Source text:
↓↓↓
[SPARK-56251][SQL] Add default fetchSize for postgres to avoid loading all data in memory by ivoson · Pull Request #55053 · apache/spark

ivoson · 2026-03-27T05:53:44Z

What changes were proposed in this pull request?

This PR adds a default fetchSize of 1000 for the PostgreSQL JDBC dialect to prevent loading entire
tables into memory when no explicit fetchSize is specified by the user.

The changes include:

JdbcDialect: Added defaultFetchSize (returns 0 by default) and
effectiveFetchSize(options) as the single source of truth for resolving the effective fetch size —
user-specified value takes precedence, otherwise falls back to the dialect's default.
PostgresDialect: Overrides defaultFetchSize to 1000, and updates beforeFetch to use
effectiveFetchSize() for the autoCommit decision.
AggregatedDialect: Delegates defaultFetchSize, effectiveFetchSize, and beforeFetch to
dialects.head, consistent with how other methods (e.g., quoteIdentifier, getTruncateQuery) are
delegated.
JDBCOptions: Removed the unused fetchSize field since the effective fetch size is now fully
resolved through JdbcDialect.effectiveFetchSize().
JDBCRDD: Uses dialect.effectiveFetchSize(options) for stmt.setFetchSize().

Why are the changes needed?
↑↑↑
Data excerpts:
↓↓↓
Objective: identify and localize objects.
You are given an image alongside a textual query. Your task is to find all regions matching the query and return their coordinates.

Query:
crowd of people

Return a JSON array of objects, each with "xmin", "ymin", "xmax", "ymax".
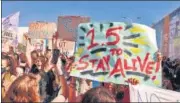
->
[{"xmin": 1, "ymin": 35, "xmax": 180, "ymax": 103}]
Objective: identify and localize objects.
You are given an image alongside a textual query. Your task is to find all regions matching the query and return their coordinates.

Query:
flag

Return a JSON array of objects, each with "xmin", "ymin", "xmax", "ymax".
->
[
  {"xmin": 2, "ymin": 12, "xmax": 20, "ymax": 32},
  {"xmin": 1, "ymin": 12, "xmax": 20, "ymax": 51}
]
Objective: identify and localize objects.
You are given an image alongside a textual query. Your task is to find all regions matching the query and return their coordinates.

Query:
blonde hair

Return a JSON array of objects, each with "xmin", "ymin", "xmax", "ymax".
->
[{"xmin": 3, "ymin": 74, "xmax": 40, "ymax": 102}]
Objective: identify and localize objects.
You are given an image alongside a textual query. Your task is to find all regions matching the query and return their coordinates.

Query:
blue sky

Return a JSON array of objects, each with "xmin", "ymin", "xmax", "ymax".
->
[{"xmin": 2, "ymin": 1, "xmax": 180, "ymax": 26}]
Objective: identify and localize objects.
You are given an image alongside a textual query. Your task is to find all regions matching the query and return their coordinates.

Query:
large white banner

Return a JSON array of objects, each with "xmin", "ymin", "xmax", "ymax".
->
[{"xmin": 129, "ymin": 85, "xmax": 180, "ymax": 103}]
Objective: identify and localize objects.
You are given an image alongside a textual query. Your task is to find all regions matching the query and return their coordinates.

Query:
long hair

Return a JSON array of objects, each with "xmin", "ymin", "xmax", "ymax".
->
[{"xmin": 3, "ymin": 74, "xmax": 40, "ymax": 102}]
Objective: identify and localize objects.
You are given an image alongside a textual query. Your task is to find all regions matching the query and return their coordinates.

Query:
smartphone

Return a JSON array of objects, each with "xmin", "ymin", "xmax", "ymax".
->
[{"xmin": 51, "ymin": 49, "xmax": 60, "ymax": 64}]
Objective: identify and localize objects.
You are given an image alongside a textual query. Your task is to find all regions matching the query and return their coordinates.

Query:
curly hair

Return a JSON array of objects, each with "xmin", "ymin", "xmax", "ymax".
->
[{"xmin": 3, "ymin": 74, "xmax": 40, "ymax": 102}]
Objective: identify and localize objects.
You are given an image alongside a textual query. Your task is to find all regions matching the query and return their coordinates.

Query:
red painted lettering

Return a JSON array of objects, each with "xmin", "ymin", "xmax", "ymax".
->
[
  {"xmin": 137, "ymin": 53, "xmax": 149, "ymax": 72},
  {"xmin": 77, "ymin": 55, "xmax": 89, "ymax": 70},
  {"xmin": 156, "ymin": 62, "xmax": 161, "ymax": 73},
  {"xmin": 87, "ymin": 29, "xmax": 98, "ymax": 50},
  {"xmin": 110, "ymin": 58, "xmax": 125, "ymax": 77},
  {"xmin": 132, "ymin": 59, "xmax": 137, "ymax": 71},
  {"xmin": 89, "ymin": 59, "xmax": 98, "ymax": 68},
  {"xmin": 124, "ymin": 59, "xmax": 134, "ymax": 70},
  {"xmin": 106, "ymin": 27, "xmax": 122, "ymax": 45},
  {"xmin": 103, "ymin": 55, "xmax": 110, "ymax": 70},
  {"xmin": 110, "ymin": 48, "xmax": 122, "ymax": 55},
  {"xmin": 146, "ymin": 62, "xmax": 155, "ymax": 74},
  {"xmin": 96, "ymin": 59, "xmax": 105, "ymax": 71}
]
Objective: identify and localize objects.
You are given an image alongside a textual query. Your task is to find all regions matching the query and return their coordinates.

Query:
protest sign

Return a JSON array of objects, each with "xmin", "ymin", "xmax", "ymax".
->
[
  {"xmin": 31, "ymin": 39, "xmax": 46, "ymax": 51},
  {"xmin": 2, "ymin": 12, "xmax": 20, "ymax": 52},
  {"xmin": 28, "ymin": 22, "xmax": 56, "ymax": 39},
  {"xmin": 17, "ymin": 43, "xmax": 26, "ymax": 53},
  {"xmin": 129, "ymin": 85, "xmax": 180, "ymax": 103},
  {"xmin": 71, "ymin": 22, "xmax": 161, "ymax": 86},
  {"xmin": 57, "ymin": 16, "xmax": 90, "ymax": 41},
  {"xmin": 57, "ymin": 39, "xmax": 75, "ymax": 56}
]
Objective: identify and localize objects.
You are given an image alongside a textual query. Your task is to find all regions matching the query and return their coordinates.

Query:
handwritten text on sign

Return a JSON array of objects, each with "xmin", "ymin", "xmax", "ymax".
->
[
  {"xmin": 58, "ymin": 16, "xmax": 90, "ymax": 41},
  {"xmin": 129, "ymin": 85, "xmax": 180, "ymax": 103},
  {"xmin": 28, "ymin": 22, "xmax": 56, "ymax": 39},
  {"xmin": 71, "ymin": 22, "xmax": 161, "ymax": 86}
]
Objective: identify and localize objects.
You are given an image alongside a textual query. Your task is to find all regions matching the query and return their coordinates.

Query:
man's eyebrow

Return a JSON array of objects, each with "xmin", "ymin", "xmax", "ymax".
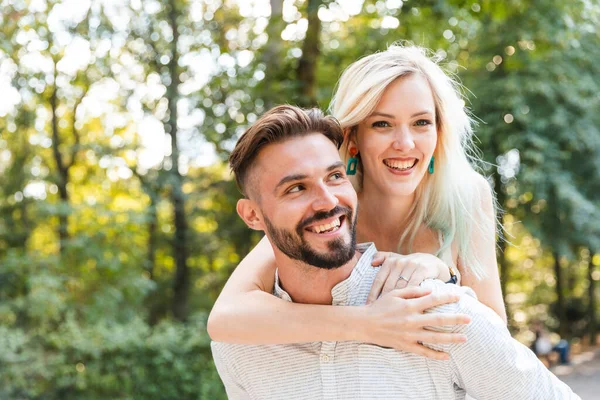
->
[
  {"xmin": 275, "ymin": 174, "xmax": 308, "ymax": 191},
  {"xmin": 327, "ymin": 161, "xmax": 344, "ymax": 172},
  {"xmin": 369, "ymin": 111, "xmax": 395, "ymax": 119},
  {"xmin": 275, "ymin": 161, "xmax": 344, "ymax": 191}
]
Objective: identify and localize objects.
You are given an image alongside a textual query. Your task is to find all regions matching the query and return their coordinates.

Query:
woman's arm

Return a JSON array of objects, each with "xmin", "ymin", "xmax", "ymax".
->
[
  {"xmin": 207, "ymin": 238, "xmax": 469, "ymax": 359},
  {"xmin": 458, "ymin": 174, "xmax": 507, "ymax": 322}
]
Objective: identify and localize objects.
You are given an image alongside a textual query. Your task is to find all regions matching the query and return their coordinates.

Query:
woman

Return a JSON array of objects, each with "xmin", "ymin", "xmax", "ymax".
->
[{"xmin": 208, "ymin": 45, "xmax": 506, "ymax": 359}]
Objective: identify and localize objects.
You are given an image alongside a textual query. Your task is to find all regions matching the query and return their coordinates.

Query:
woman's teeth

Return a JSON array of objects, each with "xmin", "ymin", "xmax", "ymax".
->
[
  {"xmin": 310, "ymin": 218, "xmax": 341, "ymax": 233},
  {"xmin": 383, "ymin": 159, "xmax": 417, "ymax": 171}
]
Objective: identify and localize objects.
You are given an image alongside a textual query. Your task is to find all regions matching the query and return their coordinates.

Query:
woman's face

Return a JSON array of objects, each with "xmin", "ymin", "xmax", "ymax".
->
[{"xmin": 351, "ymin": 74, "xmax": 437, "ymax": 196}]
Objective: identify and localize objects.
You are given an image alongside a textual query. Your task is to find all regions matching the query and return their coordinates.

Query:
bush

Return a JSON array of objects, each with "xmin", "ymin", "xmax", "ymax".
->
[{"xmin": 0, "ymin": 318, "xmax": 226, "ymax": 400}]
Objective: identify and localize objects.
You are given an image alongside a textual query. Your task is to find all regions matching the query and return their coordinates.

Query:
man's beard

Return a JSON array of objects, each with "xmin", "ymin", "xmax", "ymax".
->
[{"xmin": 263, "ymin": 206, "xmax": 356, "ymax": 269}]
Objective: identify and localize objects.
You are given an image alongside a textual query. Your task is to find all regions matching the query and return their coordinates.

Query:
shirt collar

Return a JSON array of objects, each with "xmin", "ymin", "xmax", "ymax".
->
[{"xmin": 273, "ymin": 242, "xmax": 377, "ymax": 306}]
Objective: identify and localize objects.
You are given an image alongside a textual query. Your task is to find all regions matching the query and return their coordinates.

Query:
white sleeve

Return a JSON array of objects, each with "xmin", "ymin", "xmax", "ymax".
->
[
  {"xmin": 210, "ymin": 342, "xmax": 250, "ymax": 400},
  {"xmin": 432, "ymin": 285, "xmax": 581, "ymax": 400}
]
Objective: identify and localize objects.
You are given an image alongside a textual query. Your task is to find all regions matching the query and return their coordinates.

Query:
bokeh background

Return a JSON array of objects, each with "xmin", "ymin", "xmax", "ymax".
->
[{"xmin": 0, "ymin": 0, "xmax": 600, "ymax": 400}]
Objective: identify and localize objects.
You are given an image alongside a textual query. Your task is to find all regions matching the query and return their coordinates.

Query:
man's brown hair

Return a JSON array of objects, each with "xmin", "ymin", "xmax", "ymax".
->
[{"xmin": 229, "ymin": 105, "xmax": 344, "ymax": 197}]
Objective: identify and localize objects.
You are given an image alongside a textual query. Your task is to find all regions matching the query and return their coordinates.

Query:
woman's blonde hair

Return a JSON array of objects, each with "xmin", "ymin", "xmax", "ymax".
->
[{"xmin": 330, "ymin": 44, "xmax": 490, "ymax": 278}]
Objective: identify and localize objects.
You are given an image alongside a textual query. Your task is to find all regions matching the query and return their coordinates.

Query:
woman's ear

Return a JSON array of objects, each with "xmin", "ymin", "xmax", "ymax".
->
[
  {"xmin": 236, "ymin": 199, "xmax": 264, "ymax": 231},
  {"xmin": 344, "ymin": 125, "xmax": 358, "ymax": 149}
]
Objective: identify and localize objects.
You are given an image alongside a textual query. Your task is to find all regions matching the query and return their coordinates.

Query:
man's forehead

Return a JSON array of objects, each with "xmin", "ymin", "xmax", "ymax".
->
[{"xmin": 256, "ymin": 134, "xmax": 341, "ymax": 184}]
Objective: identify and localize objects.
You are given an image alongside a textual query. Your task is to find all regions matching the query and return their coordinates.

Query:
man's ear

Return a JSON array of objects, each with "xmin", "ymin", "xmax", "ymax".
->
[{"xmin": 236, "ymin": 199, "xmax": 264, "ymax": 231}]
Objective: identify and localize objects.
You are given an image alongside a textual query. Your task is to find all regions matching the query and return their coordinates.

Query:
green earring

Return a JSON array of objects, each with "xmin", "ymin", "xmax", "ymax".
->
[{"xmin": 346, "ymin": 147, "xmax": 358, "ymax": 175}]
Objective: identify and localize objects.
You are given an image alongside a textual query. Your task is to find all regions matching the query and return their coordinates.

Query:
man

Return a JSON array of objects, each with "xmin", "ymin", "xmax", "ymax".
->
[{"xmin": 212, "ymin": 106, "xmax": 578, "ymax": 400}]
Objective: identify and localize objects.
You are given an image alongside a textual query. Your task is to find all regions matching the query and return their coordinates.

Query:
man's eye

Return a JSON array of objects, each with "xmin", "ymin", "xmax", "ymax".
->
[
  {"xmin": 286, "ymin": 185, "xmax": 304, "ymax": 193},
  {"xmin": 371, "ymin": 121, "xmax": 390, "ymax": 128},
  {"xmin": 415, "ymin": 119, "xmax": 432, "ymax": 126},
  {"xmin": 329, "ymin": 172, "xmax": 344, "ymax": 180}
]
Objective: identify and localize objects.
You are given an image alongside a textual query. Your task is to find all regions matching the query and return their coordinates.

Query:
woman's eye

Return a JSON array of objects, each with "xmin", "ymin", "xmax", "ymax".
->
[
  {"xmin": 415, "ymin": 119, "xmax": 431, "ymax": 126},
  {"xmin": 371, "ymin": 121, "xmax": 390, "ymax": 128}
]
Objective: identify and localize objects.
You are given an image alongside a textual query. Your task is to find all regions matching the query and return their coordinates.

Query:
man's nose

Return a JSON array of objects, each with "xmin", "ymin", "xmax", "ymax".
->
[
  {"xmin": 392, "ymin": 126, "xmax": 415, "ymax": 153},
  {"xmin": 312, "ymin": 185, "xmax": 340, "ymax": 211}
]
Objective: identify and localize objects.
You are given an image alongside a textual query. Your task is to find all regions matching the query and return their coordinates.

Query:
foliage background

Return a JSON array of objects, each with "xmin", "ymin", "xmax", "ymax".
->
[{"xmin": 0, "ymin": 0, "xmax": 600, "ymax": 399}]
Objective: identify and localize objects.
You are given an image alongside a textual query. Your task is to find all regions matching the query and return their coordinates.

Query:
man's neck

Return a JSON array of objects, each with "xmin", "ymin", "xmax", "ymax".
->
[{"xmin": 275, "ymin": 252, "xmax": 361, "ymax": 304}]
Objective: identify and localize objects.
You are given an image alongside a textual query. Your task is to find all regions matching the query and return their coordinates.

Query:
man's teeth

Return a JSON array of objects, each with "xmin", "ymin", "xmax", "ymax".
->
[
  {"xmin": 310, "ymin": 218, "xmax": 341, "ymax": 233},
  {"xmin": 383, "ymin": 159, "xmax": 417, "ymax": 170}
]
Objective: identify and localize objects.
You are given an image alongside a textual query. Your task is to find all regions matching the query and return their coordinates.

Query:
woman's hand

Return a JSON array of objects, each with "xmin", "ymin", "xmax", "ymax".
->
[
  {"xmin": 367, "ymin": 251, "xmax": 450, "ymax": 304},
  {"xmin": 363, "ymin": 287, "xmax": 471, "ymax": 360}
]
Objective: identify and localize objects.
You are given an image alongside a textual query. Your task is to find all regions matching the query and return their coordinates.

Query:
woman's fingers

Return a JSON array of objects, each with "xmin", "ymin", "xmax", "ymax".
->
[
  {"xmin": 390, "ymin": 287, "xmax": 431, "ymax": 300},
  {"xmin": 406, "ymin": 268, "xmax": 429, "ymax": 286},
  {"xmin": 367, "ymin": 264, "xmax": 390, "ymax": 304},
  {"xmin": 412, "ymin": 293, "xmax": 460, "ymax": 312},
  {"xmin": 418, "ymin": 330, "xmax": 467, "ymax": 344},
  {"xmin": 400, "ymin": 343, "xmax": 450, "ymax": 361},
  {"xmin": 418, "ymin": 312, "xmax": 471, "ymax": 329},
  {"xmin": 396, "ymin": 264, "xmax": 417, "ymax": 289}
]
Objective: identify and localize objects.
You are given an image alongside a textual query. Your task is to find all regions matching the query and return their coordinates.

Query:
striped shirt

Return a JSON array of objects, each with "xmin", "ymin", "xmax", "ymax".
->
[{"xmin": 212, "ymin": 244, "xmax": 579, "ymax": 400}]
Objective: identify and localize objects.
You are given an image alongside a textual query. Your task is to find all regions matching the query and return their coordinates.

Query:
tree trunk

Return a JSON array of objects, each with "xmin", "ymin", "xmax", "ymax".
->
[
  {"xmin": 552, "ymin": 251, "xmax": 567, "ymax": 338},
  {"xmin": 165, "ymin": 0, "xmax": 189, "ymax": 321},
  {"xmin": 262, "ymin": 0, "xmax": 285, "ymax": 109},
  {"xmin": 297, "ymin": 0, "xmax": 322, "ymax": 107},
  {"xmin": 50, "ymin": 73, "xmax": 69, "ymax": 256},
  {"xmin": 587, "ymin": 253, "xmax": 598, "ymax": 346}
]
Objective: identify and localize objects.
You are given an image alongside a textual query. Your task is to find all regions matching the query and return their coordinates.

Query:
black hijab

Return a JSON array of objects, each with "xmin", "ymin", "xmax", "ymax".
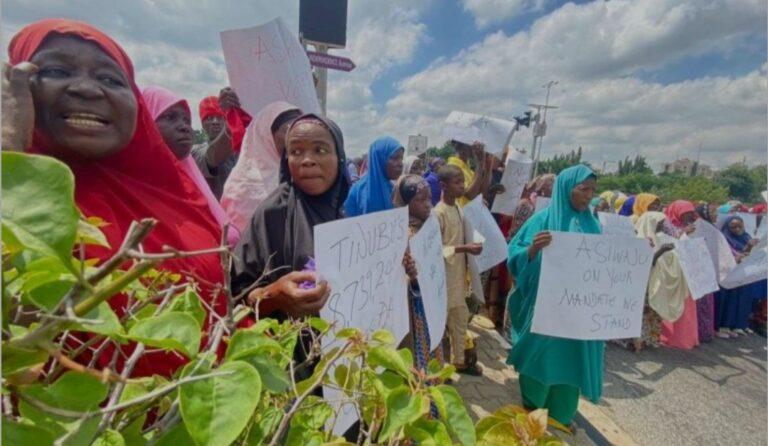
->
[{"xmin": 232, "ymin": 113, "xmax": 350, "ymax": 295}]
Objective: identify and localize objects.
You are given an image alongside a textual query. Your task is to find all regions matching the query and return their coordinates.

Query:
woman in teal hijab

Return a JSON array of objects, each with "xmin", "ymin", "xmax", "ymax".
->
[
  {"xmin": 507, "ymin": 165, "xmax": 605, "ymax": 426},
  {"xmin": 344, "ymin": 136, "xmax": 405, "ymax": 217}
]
↑↑↑
To do:
- a) Answer these questions from the pull request above:
(i) What default fetch size does the pull request add for the PostgreSQL JDBC dialect?
(ii) In JdbcDialect, what value does defaultFetchSize return by default?
(iii) Which field was removed from JDBCOptions?
- b) Locate each line of the records that contains the string "woman" and copy those lines. Case counts.

Solutions to the tasks:
- a)
(i) 1000
(ii) 0
(iii) The unused fetchSize field

- b)
woman's arm
woman
woman's teeth
woman's face
woman's blonde hair
woman's ear
woman's eye
woman's hand
woman's fingers
woman in teal hijab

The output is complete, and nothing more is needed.